TEXT UNDER STUDY —

'''

I was planning to get on the road early on Friday and get up to Inverness, but by 10 o’clock on Friday the bike was still not packed.  In a bit of a controlled panic the bike was loaded in record time and I was heading north on the new Forth Crossing, in the rain, at 11:30.  By the time I got to Kinross and joined the motorway heading for Perth the rain had cleared and there was a glimmer of blue between the clouds.  I got off the motorway after crossing the Tay and picked up the A93 for Braemar, this would see me passing Glenshee where I planned to stop for a quick break and a bite to eat.  The miles flew by and I was making good progress along the sweeping turns, until the rain came back on, slowly gaving way to mist that eventually reduced the visibility to 30mph.  I crawled into the Glenshee ski center café wet and cold!

After getting fueled up with soup and coffee things looked a bit brighter, even the rain had gone off.  The rain stayed off for the rest of the day but as soon as I got back on the road the mist came back in on the wind, again reducing speed to 30mph!  The mist started to clear as the road started to drop back towards sea level and soon enough good progress was being made once again.  In good weather this will be a stunning road.

'''

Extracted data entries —

'''

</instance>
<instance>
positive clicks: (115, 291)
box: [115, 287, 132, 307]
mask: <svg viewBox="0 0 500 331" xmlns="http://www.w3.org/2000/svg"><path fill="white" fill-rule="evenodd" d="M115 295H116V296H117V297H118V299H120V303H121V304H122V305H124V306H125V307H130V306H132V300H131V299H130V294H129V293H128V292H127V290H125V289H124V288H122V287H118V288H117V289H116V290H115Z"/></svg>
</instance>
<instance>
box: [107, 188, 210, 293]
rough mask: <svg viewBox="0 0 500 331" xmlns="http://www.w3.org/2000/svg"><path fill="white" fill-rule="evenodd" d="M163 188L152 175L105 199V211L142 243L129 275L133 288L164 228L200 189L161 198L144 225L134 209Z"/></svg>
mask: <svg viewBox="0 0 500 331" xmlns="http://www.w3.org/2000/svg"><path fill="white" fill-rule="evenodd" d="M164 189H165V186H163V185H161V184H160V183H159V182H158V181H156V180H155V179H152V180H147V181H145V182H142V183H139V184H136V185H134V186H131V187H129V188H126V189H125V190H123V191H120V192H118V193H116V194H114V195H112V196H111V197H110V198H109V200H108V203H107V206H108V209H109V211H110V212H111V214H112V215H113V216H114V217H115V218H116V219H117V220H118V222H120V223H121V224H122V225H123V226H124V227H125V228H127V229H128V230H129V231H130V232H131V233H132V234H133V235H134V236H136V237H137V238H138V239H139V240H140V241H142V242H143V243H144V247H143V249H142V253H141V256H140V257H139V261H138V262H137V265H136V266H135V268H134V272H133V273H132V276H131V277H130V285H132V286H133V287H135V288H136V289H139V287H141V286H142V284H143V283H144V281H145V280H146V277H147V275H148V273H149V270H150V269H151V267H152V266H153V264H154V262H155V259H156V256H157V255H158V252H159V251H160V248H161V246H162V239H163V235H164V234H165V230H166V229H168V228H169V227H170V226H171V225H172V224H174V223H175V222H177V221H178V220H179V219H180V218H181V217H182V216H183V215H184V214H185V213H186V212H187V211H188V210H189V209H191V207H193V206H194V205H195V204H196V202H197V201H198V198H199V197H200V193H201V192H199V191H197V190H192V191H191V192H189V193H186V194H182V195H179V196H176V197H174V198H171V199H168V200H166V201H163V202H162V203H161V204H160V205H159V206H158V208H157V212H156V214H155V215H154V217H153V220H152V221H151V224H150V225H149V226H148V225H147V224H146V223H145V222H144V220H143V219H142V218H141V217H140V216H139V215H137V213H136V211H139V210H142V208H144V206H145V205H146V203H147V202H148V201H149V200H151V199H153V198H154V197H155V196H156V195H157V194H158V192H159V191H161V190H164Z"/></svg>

'''

WHAT IS REQUIRED — Reproduce the account of the wet motorcycle ride north past Glenshee, from above, word for word and in full.

RESPONSE —
I was planning to get on the road early on Friday and get up to Inverness, but by 10 o’clock on Friday the bike was still not packed.  In a bit of a controlled panic the bike was loaded in record time and I was heading north on the new Forth Crossing, in the rain, at 11:30.  By the time I got to Kinross and joined the motorway heading for Perth the rain had cleared and there was a glimmer of blue between the clouds.  I got off the motorway after crossing the Tay and picked up the A93 for Braemar, this would see me passing Glenshee where I planned to stop for a quick break and a bite to eat.  The miles flew by and I was making good progress along the sweeping turns, until the rain came back on, slowly gaving way to mist that eventually reduced the visibility to 30mph.  I crawled into the Glenshee ski center café wet and cold!

After getting fueled up with soup and coffee things looked a bit brighter, even the rain had gone off.  The rain stayed off for the rest of the day but as soon as I got back on the road the mist came back in on the wind, again reducing speed to 30mph!  The mist started to clear as the road started to drop back towards sea level and soon enough good progress was being made once again.  In good weather this will be a stunning road.